__YOUR OBJECTIVE__
Please rewrite everything in the Virginia death with dignity article from "Bill advocates vowed" down to "currently does not.", changing "grassroots campaign" to "statewide campaign".

__TEXT PASSAGE__

Tie Vote Prevents Virginia Senate Committee from Passing Death with Dignity Bill

Bill Advocates Vow to Continue to Fight, Urge House of Delegates to Pass Bill
February 3, 2022

In a tie vote, the Virginia Senate Committee on Education and Health today failed to advance a bill that would give mentally capable, terminally ill adults with six months or less to live the legal right to obtain a doctor’s prescription for medication they may decide to take to peacefully end unbearable suffering

After hearing testimony from Virginians whose loved ones or patients suffered without this peaceful dying option, the committee voted 7-7 with one abstention not to advance the Death with Dignity Act (SB 668), sponsored by committee member Senator Ghazala Hashmi (Senate District 10/Richmond). 

Bill advocates vowed to continue the grassroots campaign to pass the companion bill in the House of Delegates, the Virginia Compassion and Choices Act (HB 1095), sponsored by Delegate Kaye Kory (House District 38/Falls Church)

Washington, D.C. and 10 states allow medical aid in dying, but Virginia currently does not.

__RECORDED DATA__

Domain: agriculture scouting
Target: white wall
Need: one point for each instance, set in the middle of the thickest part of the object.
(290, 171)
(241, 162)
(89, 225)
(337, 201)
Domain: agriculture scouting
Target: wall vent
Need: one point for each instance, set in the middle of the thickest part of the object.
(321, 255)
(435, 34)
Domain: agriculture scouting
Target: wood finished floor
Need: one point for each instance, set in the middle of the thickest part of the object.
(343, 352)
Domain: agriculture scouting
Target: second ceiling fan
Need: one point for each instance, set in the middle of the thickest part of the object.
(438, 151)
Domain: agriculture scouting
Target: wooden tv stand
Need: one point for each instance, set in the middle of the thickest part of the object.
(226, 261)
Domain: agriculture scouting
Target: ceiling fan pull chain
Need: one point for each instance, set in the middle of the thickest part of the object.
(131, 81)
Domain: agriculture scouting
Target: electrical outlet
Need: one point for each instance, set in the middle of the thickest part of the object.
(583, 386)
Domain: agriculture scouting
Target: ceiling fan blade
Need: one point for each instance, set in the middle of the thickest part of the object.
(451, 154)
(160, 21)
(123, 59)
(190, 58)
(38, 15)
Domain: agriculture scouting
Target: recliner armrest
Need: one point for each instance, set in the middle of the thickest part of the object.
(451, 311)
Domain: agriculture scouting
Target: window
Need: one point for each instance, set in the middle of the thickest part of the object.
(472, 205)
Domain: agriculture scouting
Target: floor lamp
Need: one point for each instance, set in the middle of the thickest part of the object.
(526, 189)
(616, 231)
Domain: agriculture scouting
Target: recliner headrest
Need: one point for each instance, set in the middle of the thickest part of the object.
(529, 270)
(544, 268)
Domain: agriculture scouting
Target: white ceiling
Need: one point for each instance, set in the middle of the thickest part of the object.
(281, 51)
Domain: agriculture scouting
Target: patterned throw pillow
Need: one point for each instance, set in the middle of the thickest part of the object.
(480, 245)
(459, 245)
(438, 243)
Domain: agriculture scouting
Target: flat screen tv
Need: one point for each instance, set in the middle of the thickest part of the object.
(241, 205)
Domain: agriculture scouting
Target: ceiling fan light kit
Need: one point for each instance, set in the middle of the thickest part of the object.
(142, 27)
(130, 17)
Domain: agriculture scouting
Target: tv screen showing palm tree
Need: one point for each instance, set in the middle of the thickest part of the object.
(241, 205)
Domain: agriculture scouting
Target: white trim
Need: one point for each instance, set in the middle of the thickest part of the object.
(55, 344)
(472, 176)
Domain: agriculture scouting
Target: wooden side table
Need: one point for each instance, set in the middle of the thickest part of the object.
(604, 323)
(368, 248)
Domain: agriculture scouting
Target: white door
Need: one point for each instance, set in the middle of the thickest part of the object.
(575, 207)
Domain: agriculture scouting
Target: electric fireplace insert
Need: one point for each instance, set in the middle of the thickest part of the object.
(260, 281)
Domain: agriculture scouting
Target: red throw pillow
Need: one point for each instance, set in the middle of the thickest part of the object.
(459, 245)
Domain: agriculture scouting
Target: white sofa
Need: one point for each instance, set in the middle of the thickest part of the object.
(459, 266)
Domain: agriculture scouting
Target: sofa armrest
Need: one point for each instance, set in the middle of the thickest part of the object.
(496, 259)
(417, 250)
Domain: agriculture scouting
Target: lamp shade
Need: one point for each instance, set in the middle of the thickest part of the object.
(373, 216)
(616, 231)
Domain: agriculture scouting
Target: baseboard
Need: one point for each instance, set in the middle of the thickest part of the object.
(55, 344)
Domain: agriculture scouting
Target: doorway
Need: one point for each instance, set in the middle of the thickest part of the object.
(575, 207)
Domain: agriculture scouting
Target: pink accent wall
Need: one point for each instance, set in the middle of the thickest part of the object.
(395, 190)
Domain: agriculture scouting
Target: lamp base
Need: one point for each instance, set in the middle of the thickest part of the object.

__EXPECTED OUTPUT__
Bill advocates vowed to continue the statewide campaign to pass the companion bill in the House of Delegates, the Virginia Compassion and Choices Act (HB 1095), sponsored by Delegate Kaye Kory (House District 38/Falls Church)

Washington, D.C. and 10 states allow medical aid in dying, but Virginia currently does not.